* **THE DATA**:
* * *

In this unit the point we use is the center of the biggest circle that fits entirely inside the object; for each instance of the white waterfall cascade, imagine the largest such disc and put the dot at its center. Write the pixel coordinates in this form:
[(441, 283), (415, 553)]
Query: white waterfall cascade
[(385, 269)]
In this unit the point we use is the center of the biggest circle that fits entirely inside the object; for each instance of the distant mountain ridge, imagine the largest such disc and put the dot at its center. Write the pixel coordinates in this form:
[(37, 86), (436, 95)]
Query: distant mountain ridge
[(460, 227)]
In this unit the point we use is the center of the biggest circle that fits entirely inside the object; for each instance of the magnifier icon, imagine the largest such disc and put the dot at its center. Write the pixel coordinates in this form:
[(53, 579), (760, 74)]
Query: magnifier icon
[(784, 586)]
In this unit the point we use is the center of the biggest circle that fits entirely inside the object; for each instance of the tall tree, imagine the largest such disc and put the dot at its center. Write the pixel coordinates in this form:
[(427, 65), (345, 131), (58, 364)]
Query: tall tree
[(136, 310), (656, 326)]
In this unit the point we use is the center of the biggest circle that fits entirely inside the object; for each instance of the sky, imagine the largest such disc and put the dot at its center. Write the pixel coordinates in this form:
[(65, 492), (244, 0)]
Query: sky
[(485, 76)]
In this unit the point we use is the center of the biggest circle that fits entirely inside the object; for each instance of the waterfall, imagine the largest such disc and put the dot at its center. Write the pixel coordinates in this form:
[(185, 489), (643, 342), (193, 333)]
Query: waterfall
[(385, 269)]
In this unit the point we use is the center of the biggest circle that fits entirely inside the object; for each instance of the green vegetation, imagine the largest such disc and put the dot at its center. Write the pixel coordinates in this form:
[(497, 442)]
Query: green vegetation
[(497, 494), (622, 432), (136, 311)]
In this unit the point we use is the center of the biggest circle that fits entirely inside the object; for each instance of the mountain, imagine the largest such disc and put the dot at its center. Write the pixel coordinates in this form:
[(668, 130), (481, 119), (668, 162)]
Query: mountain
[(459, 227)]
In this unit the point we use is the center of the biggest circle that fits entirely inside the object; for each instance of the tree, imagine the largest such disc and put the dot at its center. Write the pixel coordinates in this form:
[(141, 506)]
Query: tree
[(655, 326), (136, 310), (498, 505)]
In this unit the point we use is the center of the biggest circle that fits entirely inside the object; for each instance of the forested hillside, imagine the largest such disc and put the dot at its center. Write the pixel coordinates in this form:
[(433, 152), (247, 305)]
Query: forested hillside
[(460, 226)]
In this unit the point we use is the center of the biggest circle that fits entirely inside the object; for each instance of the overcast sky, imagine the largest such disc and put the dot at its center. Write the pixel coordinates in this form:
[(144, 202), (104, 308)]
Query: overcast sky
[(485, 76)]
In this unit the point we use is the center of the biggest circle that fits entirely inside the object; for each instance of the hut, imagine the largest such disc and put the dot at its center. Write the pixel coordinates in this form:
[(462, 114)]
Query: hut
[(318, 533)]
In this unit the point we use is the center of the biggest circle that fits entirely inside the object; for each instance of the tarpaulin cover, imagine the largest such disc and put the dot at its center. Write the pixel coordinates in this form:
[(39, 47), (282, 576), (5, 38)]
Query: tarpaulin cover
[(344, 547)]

* * *

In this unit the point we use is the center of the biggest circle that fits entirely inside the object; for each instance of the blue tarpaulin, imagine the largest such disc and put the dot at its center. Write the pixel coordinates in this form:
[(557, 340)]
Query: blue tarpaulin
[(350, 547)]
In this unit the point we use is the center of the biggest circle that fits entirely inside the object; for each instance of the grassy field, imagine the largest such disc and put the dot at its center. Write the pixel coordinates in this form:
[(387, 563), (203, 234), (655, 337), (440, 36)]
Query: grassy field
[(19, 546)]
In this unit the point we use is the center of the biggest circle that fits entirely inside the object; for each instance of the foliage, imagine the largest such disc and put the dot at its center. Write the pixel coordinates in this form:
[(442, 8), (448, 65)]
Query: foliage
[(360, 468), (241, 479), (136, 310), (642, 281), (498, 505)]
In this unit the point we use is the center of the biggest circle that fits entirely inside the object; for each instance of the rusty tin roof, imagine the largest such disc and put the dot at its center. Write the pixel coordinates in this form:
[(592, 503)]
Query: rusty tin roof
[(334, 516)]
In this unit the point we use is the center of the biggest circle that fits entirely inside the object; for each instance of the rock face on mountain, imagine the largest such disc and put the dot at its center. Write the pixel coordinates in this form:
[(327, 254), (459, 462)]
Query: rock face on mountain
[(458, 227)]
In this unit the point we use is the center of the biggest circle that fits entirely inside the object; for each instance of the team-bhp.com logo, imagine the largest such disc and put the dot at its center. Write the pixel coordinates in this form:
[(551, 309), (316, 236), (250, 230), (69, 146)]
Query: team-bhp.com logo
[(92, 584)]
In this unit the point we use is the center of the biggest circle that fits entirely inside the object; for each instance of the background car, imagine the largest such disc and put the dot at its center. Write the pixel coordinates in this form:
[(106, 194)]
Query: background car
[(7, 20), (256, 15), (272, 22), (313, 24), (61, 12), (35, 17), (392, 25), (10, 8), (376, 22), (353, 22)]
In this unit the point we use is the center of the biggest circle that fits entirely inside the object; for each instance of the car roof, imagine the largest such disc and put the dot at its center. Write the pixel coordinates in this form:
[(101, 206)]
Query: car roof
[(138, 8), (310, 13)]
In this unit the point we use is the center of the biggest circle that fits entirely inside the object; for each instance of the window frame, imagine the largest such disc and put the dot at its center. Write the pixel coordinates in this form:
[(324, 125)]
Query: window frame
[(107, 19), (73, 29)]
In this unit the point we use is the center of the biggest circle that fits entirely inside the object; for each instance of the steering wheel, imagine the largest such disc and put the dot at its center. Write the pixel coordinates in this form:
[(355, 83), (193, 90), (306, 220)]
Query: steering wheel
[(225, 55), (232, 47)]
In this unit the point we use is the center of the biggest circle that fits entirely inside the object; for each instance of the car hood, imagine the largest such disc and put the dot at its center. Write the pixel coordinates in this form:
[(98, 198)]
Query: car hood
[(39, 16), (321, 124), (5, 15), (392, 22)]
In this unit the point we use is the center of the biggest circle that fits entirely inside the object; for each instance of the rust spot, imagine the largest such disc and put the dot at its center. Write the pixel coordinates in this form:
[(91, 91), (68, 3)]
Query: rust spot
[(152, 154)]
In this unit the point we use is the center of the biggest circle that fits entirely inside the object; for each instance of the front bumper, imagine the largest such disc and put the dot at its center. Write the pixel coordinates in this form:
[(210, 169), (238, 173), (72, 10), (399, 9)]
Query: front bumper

* * *

* **TASK BRIEF**: In the records above, the line with "[(98, 198)]" marks the start and the line with "Query: front bumper" marks the end; copy that stretch exactly, both lines included, and nothing else.

* **RESPONSE FOR THIS EXERCISE**:
[(98, 198)]
Query: car hood
[(39, 16), (321, 124), (5, 15), (392, 22)]
In this unit the point we use is the center of the biggest circle that fits entirely inside the object; for each instance of the rust spot, imagine the largest such disc and put the dot at its center. Write the pixel coordinates in this form:
[(91, 91), (68, 3)]
Query: rust spot
[(152, 154)]
In this unit the point we use is the center of the biggest circle that fits entirely inside the object; for each instance of the front bumper, imagine the largest such disc and put the dot at its center. Write the pixel coordinates in this form:
[(210, 169), (238, 173), (72, 10), (399, 9)]
Query: front bumper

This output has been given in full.